▶ [Excerpted records]
========================================================================
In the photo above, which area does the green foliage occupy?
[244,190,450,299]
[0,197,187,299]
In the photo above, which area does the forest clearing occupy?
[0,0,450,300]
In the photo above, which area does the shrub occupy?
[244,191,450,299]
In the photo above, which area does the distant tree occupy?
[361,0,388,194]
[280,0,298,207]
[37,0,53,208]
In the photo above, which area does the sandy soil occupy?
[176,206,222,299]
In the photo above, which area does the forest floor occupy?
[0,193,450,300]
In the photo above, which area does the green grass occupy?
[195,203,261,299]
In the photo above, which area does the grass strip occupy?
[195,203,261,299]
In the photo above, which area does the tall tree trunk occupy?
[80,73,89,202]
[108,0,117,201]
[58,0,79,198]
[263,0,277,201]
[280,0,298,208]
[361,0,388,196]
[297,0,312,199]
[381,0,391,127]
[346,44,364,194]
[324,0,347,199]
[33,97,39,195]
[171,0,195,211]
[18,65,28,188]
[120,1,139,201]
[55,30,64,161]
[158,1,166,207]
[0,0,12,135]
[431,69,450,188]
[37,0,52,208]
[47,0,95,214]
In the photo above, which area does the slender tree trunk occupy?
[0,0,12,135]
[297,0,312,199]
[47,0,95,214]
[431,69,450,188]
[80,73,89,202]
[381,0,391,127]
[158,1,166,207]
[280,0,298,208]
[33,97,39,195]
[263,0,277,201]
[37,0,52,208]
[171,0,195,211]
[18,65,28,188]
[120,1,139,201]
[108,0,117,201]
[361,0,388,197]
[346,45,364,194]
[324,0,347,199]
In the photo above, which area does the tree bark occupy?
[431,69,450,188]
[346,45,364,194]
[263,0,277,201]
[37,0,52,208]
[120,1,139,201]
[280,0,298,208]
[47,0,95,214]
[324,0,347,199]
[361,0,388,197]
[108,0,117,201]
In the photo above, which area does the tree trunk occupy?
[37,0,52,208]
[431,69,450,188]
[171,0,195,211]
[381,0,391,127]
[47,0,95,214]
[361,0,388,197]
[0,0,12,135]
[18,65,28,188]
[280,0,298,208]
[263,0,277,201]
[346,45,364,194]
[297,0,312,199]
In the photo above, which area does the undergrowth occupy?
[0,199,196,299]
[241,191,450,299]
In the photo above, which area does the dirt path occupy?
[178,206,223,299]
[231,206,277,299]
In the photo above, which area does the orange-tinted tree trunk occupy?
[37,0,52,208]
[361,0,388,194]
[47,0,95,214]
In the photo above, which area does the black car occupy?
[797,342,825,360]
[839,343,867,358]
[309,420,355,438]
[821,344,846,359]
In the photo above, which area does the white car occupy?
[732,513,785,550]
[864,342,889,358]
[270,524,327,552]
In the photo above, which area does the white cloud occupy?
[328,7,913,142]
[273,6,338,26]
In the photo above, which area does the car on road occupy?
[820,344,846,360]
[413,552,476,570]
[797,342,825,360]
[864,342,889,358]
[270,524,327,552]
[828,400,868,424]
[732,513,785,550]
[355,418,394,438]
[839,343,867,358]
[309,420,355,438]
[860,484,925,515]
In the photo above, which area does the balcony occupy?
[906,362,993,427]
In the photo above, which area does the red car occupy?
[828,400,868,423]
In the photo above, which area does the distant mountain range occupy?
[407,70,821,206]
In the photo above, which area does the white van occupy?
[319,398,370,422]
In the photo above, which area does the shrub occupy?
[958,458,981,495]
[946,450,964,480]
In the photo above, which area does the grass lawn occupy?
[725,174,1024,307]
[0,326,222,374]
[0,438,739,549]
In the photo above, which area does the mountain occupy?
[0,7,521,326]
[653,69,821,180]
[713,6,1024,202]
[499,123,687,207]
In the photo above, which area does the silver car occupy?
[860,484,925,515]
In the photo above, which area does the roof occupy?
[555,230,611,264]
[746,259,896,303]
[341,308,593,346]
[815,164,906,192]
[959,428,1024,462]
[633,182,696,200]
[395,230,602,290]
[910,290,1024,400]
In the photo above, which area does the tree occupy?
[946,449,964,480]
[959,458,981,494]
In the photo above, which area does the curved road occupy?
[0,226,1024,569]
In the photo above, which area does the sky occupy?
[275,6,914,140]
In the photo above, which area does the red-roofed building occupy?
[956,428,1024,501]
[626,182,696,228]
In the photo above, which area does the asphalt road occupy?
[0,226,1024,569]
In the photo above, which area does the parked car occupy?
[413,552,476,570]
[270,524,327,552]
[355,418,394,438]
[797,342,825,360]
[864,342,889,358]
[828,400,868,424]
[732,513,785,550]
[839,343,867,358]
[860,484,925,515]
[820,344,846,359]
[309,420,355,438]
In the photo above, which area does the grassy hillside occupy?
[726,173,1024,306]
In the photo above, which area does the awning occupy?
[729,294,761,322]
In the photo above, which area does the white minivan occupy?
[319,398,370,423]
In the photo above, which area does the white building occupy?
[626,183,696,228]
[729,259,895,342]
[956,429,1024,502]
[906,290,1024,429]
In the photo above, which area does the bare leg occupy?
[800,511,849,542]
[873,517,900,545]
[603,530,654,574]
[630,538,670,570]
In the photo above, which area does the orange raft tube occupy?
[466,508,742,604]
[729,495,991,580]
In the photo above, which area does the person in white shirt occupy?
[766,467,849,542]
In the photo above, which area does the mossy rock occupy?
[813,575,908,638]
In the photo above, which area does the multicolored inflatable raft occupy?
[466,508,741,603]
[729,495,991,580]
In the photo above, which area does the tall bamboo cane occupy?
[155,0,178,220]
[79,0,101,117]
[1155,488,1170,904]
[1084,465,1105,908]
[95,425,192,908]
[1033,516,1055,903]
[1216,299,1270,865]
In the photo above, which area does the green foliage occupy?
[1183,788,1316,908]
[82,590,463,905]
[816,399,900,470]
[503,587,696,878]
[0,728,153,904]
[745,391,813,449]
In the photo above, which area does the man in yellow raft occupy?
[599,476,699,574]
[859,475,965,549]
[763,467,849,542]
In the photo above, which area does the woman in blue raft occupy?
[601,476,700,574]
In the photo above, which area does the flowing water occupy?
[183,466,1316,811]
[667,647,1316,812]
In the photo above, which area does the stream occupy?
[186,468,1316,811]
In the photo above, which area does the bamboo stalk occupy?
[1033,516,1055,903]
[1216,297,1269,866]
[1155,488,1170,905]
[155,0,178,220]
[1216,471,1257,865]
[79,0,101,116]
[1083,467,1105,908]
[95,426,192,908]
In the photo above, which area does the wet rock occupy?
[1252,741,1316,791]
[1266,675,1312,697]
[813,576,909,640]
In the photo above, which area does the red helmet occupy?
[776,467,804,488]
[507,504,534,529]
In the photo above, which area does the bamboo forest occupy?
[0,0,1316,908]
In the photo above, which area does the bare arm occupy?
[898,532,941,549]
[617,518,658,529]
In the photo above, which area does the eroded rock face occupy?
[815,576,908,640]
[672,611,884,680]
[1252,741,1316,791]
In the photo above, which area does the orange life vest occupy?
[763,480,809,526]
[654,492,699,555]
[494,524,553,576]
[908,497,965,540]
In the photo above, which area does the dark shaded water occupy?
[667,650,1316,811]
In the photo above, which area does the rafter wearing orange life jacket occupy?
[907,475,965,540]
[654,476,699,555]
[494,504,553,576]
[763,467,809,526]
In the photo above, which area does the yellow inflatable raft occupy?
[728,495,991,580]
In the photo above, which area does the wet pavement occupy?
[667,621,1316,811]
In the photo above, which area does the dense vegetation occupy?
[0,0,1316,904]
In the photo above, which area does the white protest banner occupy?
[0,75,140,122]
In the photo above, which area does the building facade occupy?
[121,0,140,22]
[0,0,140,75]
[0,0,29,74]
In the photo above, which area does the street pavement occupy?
========================================================================
▶ [Exercise goal] Raise every box coordinate in the answers by 113, and write out again all the material between the lines holding "In the photo above, which area does the silver" and "[626,182,696,228]", inclusive, with the requests kept as they are.

▶ [Solution to this exercise]
In the photo above, which area does the silver car occupy?
[973,597,1038,628]
In the photo above, which area does the roof occupy?
[668,343,724,377]
[859,372,1009,416]
[454,421,706,459]
[928,277,1019,305]
[1072,541,1137,575]
[746,295,809,313]
[508,343,715,403]
[1023,403,1137,513]
In the photo above, which area does the tree occupy?
[1059,562,1077,593]
[1072,571,1094,607]
In the photo above, which area does the curved road occupy?
[113,339,1137,682]
In the photo above, which area does the sky occupy?
[388,119,1027,253]
In the photo above, which area does the red-roofed building occupy?
[1069,541,1137,614]
[739,295,809,341]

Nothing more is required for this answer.